▶ **Information supplied**:
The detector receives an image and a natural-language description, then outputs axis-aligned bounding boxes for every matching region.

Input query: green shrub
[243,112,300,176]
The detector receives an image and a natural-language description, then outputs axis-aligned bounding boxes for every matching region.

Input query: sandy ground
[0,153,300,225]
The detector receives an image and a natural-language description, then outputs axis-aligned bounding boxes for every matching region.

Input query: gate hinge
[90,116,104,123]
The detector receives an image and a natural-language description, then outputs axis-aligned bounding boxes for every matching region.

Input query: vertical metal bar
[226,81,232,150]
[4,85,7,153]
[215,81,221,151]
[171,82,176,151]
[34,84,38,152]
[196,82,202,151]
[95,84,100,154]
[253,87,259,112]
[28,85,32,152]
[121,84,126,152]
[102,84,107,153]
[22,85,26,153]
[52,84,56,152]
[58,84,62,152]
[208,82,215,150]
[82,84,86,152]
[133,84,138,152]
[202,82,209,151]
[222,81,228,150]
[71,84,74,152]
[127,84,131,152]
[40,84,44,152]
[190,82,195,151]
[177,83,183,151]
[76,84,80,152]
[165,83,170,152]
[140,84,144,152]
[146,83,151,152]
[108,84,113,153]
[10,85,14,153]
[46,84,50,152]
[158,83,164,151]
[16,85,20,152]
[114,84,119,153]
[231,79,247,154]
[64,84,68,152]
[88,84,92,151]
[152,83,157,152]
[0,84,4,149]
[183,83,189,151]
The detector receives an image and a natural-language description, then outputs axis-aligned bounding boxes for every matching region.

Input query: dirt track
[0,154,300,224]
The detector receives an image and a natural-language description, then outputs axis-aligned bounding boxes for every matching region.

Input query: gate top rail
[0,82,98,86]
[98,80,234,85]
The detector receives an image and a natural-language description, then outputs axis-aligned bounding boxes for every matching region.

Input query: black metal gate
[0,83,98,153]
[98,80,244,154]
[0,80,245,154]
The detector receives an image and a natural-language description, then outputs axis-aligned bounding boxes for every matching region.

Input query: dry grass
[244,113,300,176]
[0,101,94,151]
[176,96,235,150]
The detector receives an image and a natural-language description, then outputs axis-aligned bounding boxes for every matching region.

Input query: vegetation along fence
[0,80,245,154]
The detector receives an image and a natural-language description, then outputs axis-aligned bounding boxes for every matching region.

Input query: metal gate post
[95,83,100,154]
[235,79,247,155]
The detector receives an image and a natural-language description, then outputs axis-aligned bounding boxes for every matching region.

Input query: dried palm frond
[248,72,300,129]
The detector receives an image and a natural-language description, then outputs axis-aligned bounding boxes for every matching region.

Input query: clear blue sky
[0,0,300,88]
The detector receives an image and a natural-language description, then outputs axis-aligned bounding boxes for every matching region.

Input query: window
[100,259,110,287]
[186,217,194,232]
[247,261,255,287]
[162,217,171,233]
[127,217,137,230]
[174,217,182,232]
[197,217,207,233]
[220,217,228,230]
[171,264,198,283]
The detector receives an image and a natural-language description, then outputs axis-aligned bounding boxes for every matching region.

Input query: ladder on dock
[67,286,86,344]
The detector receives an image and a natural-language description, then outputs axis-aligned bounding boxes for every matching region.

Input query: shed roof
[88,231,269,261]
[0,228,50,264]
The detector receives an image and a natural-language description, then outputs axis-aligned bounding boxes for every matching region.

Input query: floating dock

▶ **Written exercise**:
Which lines in the items contain the word "dock"? Pull out each of them and copy it unchanged.

▶ **Exercise solution**:
Input query: ladder on dock
Input query: floating dock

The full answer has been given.